┌──

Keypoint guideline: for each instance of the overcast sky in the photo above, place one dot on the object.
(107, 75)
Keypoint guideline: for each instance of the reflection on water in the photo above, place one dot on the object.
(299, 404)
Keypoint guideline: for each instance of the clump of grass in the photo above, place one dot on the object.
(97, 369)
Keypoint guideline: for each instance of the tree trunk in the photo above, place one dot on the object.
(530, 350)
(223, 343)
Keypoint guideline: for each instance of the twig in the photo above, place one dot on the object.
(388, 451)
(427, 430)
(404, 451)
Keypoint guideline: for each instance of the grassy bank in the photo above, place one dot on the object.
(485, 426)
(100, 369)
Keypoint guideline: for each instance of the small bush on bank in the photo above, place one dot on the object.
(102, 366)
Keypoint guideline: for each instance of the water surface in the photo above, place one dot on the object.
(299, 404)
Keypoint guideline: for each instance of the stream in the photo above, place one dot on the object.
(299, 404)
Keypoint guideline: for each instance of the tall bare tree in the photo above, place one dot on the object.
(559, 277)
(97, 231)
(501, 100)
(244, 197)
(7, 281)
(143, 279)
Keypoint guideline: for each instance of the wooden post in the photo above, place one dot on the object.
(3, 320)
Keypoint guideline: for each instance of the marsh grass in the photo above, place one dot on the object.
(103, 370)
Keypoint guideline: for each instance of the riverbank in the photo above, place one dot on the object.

└──

What you will do | Each record must be printed again, word for word, with nothing dropped.

Solution to this exercise |
Keypoint guideline: for each instance of the overcast sky in the photo above, place one dot on the object.
(107, 75)
Keypoint guideline: for each instance of the reflection on water in the photo above, place one dot on the object.
(299, 404)
Keypoint guideline: for each instance of the clump of grass in the photo above, place one dot on the object.
(97, 369)
Keypoint guideline: for each instance of the tree trunk in the photo above, place one dot on the object.
(530, 350)
(223, 343)
Keypoint guideline: for each instance of the twig in the photo above, place one dot on the object.
(388, 451)
(427, 430)
(404, 451)
Keypoint guideline: for each instance of the grassy bank in the photo above, place one dot on the object.
(485, 426)
(100, 369)
Keypoint guideline: for each instance of the small bush on bank in the photo above, place one dot on the object.
(102, 366)
Keypoint guideline: for each instance of the water surface in the photo above, place one dot on the object.
(299, 404)
Keypoint guideline: for each instance of the stream in the photo above, place one dot on the object.
(299, 404)
Keypoint guideline: for each instance of the tall bare tree in the photo above, place one dot on the object.
(559, 277)
(97, 231)
(501, 100)
(244, 197)
(7, 281)
(143, 279)
Keypoint guideline: for each instance of the wooden post in the photo above, place one dot on the object.
(3, 320)
Keypoint guideline: for each instance of the marsh grass in the photo above, place one dot on the object.
(103, 370)
Keypoint guideline: for each instance of the riverbank in the photo above, place one dot on the object.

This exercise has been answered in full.